**GOAL**: Rewrite the part of the lines below that opens with the line containing "Detection task: determine if any spire" and closes with the line containing "77, 491, 359, 654" as a numbered list, leaving out any blank lines.

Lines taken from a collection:

--- begin ---

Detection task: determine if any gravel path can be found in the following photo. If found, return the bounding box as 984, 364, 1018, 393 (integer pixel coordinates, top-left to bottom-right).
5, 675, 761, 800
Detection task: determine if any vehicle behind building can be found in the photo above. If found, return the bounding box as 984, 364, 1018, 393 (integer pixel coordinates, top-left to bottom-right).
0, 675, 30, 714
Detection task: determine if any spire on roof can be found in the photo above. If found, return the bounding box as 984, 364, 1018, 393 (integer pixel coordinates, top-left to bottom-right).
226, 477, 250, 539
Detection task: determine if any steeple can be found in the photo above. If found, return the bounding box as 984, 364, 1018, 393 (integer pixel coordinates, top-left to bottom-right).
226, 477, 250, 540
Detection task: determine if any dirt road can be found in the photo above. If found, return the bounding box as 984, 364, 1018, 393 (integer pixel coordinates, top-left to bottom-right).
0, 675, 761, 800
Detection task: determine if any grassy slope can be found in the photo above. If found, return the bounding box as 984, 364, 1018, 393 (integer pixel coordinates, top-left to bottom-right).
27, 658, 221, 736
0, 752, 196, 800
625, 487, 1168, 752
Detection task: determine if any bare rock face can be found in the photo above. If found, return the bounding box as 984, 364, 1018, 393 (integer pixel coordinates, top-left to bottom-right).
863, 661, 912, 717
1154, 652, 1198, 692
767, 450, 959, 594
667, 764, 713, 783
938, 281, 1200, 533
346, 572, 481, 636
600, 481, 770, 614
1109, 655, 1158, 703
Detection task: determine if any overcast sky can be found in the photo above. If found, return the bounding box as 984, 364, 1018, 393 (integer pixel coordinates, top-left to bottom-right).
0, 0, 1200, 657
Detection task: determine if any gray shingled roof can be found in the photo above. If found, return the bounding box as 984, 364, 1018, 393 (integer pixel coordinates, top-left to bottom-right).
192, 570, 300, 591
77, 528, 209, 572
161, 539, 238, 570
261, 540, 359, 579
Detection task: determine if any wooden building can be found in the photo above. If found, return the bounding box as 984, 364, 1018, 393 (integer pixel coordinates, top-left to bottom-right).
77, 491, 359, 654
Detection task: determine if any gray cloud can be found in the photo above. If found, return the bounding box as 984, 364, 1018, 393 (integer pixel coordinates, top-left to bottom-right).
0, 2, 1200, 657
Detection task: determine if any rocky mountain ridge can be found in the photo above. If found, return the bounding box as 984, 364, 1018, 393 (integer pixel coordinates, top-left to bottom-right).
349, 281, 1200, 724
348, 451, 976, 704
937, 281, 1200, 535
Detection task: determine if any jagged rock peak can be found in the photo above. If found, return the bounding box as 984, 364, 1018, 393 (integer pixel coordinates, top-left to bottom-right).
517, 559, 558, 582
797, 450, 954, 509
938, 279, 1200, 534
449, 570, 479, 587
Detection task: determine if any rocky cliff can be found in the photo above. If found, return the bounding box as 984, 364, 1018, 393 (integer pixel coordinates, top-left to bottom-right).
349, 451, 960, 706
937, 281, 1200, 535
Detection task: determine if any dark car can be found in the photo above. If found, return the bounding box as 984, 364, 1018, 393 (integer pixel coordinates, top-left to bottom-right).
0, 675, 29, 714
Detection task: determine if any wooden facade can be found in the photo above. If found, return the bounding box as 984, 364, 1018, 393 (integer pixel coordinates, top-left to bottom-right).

--- end ---

**RESULT BELOW**:
1. Detection task: determine if any spire on roof can be found in the photo above. If found, return the bounding box as 984, 364, 1018, 393 (integer pixel coordinates, top-left to bottom-right).
2. 226, 477, 250, 539
3. Detection task: determine if any steeple can be found in the photo above. If found, return the bounding box as 984, 364, 1018, 393 (integer pixel coordinates, top-left to bottom-right).
4. 226, 477, 250, 540
5. Detection task: determine if any dirt road can be found in the photo above. If found, return the bounding box as 984, 364, 1018, 393 (integer pixel coordinates, top-left to bottom-right).
6. 0, 675, 761, 800
7. Detection task: determine if any grassy slope can be found in the photo above. If found, return the bounding box as 984, 364, 1018, 393 (integer pixel coordinates, top-left to bottom-right).
8. 27, 658, 221, 736
9. 0, 752, 196, 800
10. 625, 487, 1168, 752
11. Detection task: determine if any bare rock face can be found in the photo above. If found, return the bounding box as 984, 364, 1018, 393 (integer pixel coordinates, top-left to bottom-right).
12. 863, 661, 912, 717
13. 1154, 652, 1198, 692
14. 767, 450, 959, 594
15. 667, 764, 713, 783
16. 938, 281, 1200, 533
17. 346, 572, 481, 636
18. 600, 481, 770, 614
19. 1109, 655, 1158, 703
20. Detection task: determine if any overcast sky can be found in the photo above. If found, return the bounding box as 984, 364, 1018, 393 (integer pixel coordinates, top-left to bottom-right).
21. 0, 0, 1200, 657
22. Detection task: determine if any gray shingled roof can be found in the photo above. If found, return the bounding box as 984, 364, 1018, 393 (integer pixel coordinates, top-left to bottom-right).
23. 192, 570, 300, 591
24. 77, 528, 209, 572
25. 161, 539, 238, 570
26. 261, 540, 359, 579
27. Detection task: determine if any wooden building can be found in the photo above. If found, return the bounding box as 984, 364, 1018, 393 (integer pixel coordinates, top-left to bottom-right).
28. 77, 491, 359, 654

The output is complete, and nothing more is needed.